■ УСЛОВИЕ ЗАДАНИЯ ■
Ответьте по фрагменту о философии верлибра на три вопроса:
(a) Кто назван родоначальником философского учения прагматизма?
(b) Как называется статья Уильяма Джемса, в которой он пропагандировал взгляды Пирса?
(c) Какие годы жизни указаны для Д. И. Писарева?

■ ВЫБРАННЫЙ ФРАГМЕНТ ■
--- --- ---
О философии верлибра, в 5-ти частях, ч. 3

Вадим Розов
3.

    Есть ещё один, возможно, решающий фактор, который, по моему мнению, способствовал становлению и обоснованию философии «свободного стиха». Чтобы прояснить эту тему, вернёмся снова в Америку Уитмена, где как бы в продолжение тогдашнего нигилизма, поставившего под сомнение все доктрины и пытавшегося найти новые критерии истины, появился на свет сугубо американский феномен – прагматизм с его практическим подходом к решению всех вопросов и вызовов времени.
    Это умонастроение стало проникать во все сферы быта и культурно-общественной жизни Северной Америки, породив, в частности, и философское учение под тем же названием. Его родоначальником был Чарльз Пирс (1839-1914), философ, математик, естествоиспытатель, основатель семиотики – учения о различных свойствах знаковых систем (в числе которых - естественный и разговорный язык).
    Пропагандируя философские взгляды Пирса, другой американец Уильям Джемс (1842-1910) в своей статье «Что такое прагматизм?» писал: это  - «открытый воздух», «противопоставление догматизму, искусственности, притязаниям на законченную истину», «мысль, которая успешно ведет нас от какой-нибудь одной части опыта к любой другой, которая ЦЕЛЕСООБРАЗНО связывает между собой вещи, работает надежно, УПРОЩАЕТ, ЭКОНОМИЗИРУЕТ ТРУД». Короче, отрицая существование объективной истины, прагматизм превращал её в утилитарное понятие, признающее истинным лишь то, что даёт практически полезные результаты при наименьшей, насколько это возможно, затрате усилий.
    А теперь самый раз, для сравнения, обратиться к нашим, отечественным мыслителям, которые внимательно следили за развитием философских идей на Западе – в Европе и Америке, где на фоне бурного развития промышленности, техники и естественных наук обнаружился явный спад интереса к нематериальной, культурной деятельности. Д. И. Писарев (1840-1868), ярый пропагандист естествознания и индустриализации, в своих остроумно написанных статьях, «сжигая все свои корабли и идя смело вперёд, шагая через развалины своих прежних симпатий, верований, воздушных замков и идеалов», призывал «мыслящих реалистов», пришедших вслед за тургеневским Базаровым и его единомышленниками, «разбивать» всё, что можно, а «что выдержит удар, то годится; что разлетится вдребезги, то хлам; во всяком случае бей направо и налево».
--- --- ---
■ ИСХОДНЫЕ МАТЕРИАЛЫ ■
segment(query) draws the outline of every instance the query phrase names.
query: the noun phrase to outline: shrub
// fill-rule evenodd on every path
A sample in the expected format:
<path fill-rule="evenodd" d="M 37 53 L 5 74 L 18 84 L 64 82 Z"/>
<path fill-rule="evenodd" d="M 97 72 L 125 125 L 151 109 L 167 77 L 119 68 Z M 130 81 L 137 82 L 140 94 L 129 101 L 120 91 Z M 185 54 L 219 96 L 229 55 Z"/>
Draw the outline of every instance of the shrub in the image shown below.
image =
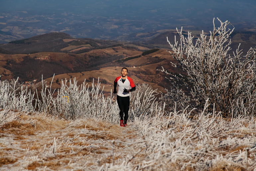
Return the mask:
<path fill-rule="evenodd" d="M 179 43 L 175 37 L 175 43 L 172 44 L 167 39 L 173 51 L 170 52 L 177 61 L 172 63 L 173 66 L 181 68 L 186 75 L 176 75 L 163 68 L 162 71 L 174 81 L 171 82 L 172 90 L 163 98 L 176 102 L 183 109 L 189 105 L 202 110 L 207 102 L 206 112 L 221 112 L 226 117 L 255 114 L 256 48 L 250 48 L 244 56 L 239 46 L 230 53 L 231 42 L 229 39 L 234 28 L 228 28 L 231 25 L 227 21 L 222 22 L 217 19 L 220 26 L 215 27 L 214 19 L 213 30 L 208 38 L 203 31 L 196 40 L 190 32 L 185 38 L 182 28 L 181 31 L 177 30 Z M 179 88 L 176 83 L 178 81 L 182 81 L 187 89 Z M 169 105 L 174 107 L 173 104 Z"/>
--- --- ---
■ РАЗБОР РЕШЕНИЯ ■
(a) Чарльз Пирс.
(b) «Что такое прагматизм?»
(c) 1840–1868.